* Page extract

>>>>>

Page MenuHomePhabricator

Wiktionary needs an option to include all in the article count
Closed, ResolvedPublic

Description

Author: lars

Description:
According to http://www.mediawiki.org/wiki/Manual:Article_count
the article count can either be link count or comma count.

Wiktionary (in English, Swedish and some other languages) needs to
count all articles in the main namespace that aren't redirects.
To this end, bots add a fake link to all pages, so they should be
included in the link count. This is of course highly inefficient.

MediaWiki needs another option that counts all articles,
and this option should be activated on Wiktionary.


Version: unspecified
Severity: enhancement

Details

Reference
bz26033

Event Timeline

bzimport raised the priority of this task from to High.Nov 21 2014, 11:15 PM
bzimport set Reference to bz26033.
bzimport added a subscriber: Unknown Object (MLST).

Created attachment 8214
add new variable $wgArticleCountMethod to support adding any non-redirect in content ns as a good article.

Here's a patch that: adds a new variable $wgArticleCountMethod to replace $wgCommaCount, which supports 3 methods: comma, link, or any.

However, we currently don't have any maintenance scripts to rebuild the article count. Current maintenance scripts sort of do something thats not quite similar:

*maintenance/updateArticleCount.php Considers pages as good if they are in a content namespace, not a redirect, and contain an outgoing internal link to some page. This differs from Article::isCountable in that interwiki links, or just a plain <nowiki>[[</nowiki> is not counted, where it is in Article::isCountable.

<<<<<

* What you need to do
In the Wiktionary article count report, which three methods does the new variable $wgArticleCountMethod support? The records that follow were taken from a separate source.

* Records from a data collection
>>>>>

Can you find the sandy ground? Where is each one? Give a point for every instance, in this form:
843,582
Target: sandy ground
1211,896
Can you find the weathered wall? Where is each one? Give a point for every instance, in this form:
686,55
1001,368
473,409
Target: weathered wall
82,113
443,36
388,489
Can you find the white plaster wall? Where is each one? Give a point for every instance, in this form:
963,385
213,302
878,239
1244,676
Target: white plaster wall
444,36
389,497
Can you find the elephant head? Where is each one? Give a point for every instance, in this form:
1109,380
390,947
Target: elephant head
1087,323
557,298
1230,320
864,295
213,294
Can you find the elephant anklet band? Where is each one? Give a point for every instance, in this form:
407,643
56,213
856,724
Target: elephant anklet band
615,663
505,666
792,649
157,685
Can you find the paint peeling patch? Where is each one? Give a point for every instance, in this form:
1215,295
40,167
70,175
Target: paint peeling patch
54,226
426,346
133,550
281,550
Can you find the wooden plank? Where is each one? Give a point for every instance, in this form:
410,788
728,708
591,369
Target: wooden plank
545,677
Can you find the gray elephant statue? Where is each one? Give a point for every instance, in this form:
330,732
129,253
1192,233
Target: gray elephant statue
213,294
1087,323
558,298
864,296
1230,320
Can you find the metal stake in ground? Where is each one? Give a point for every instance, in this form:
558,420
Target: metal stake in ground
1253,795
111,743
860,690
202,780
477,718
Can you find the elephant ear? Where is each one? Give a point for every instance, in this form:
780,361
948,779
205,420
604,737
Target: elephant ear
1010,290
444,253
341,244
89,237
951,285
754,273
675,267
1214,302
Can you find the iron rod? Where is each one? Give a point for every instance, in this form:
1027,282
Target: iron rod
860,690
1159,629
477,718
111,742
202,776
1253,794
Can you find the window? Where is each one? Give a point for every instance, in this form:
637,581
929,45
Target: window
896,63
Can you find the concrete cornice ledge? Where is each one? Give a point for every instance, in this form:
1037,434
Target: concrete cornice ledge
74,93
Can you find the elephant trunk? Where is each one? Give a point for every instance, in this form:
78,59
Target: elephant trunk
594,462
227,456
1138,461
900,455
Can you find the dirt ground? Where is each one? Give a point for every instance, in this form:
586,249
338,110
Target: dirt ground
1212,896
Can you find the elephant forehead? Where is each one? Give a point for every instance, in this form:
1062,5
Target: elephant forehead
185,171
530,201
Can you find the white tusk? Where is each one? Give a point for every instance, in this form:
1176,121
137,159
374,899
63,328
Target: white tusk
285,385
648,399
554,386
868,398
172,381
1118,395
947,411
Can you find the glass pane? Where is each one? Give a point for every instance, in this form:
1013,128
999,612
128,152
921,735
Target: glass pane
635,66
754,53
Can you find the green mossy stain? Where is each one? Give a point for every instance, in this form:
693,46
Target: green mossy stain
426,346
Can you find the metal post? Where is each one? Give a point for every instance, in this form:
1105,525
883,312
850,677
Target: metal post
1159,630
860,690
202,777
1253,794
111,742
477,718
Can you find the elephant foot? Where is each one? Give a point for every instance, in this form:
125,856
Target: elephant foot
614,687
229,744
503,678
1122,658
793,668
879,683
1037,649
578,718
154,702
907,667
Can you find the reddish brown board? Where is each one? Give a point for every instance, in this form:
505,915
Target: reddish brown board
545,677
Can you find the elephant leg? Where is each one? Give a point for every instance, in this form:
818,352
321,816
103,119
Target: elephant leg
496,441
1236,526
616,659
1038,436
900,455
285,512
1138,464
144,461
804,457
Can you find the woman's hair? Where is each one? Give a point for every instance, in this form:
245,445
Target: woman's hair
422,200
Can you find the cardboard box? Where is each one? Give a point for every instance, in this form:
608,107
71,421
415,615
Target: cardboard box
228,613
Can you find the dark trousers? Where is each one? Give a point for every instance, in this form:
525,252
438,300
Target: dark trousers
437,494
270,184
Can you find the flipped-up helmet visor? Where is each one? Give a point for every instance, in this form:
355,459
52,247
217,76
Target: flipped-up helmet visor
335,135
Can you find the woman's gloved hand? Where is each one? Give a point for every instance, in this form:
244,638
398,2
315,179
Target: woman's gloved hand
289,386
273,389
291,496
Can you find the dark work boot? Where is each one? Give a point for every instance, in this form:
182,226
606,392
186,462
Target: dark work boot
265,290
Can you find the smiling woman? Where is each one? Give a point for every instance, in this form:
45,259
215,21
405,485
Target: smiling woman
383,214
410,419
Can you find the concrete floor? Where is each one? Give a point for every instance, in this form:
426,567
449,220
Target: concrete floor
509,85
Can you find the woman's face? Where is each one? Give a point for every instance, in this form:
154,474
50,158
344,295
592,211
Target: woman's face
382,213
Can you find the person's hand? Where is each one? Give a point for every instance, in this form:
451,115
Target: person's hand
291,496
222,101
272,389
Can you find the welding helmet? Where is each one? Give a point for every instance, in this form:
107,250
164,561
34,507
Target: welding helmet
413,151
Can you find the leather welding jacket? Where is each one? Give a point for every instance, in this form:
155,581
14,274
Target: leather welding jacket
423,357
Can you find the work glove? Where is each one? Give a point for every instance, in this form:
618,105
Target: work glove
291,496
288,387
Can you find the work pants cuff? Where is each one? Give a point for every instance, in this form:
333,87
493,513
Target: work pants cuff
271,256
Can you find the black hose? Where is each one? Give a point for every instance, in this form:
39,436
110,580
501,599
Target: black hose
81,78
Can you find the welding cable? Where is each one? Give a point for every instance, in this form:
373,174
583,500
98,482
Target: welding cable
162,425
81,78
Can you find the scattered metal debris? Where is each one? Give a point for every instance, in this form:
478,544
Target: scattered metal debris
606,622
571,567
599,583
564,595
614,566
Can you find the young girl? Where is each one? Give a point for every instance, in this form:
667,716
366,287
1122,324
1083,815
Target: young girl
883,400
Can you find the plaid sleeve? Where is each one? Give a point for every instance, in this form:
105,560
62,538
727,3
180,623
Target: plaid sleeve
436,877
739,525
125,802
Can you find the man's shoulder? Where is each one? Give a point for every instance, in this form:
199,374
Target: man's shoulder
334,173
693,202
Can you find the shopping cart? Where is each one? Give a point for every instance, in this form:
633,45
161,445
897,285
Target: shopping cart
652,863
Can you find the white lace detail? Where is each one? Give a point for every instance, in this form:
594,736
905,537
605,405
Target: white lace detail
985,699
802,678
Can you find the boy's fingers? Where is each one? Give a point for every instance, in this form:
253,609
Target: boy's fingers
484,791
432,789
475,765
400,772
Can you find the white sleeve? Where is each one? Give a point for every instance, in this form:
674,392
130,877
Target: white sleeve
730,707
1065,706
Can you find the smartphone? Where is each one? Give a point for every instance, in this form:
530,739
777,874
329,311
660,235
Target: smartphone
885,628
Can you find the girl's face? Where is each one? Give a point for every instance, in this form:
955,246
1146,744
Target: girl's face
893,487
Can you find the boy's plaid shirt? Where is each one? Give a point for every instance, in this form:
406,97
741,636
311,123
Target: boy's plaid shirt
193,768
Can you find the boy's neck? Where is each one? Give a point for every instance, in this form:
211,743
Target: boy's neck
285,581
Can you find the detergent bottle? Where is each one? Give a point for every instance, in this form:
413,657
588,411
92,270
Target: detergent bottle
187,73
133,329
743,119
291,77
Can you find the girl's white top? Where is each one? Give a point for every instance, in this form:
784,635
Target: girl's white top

<<<<<

* Correct answer
Comma, link, or any.